Exercise objective:
Please put the records into a JSON list of strings, one string per line with blank lines omitted, starting at the first line and ending at the line that contains "[[244, 227]]". Include both of those lines.

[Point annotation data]

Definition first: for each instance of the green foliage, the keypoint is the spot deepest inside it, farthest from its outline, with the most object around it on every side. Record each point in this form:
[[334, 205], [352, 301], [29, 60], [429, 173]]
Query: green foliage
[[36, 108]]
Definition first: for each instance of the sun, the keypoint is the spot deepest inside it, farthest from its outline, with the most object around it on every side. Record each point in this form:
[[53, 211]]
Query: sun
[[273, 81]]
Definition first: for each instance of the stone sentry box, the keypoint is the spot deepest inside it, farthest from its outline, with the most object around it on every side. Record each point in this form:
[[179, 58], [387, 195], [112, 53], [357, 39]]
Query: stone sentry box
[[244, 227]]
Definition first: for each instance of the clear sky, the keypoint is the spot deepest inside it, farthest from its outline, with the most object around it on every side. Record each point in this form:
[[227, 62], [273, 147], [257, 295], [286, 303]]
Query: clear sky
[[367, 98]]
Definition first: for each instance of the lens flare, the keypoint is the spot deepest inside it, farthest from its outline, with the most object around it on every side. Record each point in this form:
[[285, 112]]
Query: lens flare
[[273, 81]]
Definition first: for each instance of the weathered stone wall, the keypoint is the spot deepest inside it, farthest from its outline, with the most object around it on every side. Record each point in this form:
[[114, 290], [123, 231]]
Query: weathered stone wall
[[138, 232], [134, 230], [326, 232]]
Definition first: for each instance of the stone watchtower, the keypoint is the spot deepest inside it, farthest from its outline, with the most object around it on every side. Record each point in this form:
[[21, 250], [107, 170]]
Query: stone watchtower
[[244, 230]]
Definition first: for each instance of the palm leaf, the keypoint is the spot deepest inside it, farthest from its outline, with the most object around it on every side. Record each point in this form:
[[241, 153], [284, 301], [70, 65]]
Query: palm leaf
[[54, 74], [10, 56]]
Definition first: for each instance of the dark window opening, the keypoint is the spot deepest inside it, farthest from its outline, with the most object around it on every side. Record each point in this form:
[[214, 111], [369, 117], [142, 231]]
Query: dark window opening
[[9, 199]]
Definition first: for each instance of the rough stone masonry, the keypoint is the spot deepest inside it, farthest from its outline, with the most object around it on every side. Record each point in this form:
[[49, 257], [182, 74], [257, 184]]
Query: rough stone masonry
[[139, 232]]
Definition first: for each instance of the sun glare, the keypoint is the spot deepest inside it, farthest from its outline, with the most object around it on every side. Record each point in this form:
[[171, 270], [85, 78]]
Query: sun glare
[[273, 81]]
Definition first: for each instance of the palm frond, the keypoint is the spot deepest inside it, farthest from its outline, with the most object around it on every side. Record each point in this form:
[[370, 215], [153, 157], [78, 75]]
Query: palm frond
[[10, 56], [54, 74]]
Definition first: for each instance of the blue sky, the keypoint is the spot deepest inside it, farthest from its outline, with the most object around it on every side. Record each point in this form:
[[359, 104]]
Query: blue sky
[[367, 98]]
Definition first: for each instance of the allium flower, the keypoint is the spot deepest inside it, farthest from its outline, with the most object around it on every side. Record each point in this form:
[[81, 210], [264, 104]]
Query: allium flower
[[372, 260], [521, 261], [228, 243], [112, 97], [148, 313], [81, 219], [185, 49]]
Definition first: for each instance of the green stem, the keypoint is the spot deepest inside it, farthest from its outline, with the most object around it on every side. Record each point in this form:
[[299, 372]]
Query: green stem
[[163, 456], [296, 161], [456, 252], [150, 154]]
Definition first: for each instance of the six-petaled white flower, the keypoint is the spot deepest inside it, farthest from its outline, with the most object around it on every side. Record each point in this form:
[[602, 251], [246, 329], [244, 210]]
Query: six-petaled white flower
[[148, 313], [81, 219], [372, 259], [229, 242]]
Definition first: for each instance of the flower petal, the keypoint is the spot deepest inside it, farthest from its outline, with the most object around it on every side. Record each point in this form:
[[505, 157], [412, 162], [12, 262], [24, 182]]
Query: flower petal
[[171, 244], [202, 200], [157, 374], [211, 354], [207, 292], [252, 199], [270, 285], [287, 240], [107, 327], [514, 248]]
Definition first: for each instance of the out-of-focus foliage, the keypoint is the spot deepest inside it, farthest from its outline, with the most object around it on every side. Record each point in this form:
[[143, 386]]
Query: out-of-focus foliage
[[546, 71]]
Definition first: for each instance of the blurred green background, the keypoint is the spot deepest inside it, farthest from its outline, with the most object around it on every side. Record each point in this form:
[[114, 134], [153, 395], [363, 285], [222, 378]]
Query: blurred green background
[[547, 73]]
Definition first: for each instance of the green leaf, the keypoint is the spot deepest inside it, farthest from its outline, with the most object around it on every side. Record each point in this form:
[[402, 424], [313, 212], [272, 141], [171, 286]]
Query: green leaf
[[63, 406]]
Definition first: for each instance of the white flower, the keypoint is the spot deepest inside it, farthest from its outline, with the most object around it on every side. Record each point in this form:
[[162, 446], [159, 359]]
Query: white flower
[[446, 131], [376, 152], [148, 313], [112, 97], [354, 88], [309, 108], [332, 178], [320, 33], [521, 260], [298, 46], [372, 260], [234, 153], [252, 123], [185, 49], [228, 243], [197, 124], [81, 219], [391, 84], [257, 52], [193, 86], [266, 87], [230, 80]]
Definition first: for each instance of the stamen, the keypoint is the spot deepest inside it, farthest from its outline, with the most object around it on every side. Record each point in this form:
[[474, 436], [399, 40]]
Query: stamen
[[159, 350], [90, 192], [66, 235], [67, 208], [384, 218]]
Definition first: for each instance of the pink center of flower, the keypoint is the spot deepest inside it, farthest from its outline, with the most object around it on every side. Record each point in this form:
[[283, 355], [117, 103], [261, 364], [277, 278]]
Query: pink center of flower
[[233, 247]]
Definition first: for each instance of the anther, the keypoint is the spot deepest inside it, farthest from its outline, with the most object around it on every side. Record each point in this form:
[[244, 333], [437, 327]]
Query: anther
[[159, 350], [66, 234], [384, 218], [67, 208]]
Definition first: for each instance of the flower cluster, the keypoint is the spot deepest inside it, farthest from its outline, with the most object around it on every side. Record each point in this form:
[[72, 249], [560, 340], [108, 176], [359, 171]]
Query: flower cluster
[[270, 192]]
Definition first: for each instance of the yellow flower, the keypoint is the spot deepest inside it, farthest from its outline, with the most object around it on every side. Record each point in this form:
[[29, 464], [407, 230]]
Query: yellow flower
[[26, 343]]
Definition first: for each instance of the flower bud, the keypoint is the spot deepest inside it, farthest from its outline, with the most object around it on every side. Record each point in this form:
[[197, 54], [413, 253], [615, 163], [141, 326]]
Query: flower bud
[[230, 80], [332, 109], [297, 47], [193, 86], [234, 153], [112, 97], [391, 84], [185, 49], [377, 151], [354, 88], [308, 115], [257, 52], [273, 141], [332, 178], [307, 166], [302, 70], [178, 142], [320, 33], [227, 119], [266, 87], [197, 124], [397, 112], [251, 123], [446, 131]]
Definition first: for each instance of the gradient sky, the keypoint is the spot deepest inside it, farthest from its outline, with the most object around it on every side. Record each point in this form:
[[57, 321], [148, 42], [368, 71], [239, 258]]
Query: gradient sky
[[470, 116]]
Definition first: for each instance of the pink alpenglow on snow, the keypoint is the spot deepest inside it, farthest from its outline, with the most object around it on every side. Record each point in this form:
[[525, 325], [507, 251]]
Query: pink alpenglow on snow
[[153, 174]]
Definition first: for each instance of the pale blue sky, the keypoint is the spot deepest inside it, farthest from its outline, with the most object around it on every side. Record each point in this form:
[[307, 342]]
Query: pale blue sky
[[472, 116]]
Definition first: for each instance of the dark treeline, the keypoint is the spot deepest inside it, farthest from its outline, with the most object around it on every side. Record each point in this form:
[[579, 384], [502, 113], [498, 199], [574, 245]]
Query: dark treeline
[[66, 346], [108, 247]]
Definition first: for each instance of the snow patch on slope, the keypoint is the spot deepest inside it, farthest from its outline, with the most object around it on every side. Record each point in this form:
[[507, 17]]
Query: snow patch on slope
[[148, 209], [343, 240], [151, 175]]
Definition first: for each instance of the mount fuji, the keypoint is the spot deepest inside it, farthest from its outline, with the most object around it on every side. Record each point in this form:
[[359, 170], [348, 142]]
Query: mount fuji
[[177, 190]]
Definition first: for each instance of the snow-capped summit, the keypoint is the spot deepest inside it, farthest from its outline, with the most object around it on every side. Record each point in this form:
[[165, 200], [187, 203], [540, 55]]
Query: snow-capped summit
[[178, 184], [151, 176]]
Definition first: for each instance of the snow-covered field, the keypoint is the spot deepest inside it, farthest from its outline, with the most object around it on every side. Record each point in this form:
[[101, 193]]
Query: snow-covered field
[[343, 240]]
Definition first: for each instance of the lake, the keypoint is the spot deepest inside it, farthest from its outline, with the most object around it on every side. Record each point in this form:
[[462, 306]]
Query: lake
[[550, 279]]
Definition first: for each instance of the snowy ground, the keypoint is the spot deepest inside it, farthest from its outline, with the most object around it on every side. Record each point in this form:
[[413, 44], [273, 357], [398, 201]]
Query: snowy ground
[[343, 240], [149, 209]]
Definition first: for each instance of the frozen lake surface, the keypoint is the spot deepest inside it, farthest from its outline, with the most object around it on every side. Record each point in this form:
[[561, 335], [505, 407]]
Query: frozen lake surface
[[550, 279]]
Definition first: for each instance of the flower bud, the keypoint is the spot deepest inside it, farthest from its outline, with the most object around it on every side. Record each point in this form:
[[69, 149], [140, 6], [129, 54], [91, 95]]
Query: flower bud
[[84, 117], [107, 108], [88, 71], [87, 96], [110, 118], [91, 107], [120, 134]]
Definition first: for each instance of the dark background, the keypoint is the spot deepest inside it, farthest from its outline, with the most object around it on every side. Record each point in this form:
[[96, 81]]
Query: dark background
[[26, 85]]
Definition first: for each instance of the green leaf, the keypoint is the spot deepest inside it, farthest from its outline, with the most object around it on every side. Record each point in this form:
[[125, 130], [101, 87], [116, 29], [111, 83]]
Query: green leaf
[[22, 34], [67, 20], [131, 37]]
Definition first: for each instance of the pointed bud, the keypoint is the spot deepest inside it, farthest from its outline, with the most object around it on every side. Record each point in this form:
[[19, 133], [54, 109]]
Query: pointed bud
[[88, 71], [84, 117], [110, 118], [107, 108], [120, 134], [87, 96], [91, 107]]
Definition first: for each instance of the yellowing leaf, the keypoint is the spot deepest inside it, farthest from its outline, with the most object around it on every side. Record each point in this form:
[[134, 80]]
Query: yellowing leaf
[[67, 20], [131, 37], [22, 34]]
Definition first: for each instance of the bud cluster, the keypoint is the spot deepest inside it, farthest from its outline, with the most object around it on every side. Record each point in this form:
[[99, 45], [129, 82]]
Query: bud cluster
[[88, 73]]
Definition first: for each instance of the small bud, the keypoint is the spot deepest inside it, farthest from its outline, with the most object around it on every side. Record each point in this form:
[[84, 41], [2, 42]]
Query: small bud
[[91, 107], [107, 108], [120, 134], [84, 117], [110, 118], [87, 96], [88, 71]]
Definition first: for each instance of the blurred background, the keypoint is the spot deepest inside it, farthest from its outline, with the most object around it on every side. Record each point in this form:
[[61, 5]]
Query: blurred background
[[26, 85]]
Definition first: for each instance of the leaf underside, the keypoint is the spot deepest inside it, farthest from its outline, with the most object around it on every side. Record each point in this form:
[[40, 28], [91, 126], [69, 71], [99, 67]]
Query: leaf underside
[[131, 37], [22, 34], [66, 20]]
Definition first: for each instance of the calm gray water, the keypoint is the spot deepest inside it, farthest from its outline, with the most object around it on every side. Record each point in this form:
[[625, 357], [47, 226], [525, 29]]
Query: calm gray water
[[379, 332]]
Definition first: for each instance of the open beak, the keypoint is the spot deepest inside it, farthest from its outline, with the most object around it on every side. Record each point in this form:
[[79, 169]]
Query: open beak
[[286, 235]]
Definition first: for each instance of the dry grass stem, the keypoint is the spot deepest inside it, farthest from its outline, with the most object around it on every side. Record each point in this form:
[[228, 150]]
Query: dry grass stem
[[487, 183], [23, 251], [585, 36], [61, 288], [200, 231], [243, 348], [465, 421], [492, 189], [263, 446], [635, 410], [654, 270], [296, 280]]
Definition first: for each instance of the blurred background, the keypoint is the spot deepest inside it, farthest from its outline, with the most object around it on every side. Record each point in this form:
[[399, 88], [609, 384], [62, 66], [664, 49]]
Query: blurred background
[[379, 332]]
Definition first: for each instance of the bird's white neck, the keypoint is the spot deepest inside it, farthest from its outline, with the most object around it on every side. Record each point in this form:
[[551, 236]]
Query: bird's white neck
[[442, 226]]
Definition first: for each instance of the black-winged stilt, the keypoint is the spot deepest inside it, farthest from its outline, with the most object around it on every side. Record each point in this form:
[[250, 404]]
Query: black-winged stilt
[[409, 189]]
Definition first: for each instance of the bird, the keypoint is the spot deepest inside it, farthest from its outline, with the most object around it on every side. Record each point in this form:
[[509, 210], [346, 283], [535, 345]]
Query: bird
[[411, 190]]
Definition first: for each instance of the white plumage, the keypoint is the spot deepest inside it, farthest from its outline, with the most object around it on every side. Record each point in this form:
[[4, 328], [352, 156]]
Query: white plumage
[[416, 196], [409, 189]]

Full answer:
[
  "Definition first: for each instance of the green foliage, the keypoint is the spot deepest inside it, farthest from its outline, with the most object around it on every side. Record each point in this form:",
  "[[334, 205], [352, 301], [29, 60], [429, 173]]",
  "Query: green foliage",
  "[[36, 108]]",
  "Definition first: for each instance of the sun, the keypoint is the spot deepest inside it, farthest from its outline, with the most object around it on every side. Record each point in this form:",
  "[[53, 211]]",
  "Query: sun",
  "[[273, 81]]",
  "Definition first: for each instance of the stone sentry box, the keypoint is the spot deepest inside it, farthest from its outline, with the most object around it on every side. Record each point in this form:",
  "[[179, 58], [387, 195], [112, 53], [357, 39]]",
  "Query: stone sentry box",
  "[[244, 227]]"
]